### Task description
Your task is to reproduce exactly the lines from the line with "of the calm" through the end of the records below.

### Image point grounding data
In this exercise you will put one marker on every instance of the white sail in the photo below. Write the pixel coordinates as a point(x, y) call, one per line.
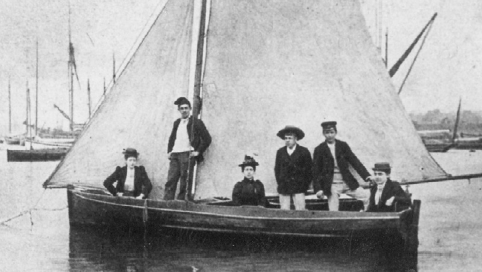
point(268, 64)
point(139, 110)
point(273, 63)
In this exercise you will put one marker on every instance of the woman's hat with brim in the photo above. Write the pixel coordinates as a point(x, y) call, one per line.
point(182, 101)
point(131, 152)
point(291, 129)
point(382, 166)
point(249, 161)
point(328, 125)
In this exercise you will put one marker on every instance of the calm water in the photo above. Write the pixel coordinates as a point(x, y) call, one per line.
point(450, 234)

### Exercise answer
In this exercise you will put one marker on every instance of the calm water in the photo above. Write the pixel coordinates as a point(x, y) call, one per line.
point(450, 234)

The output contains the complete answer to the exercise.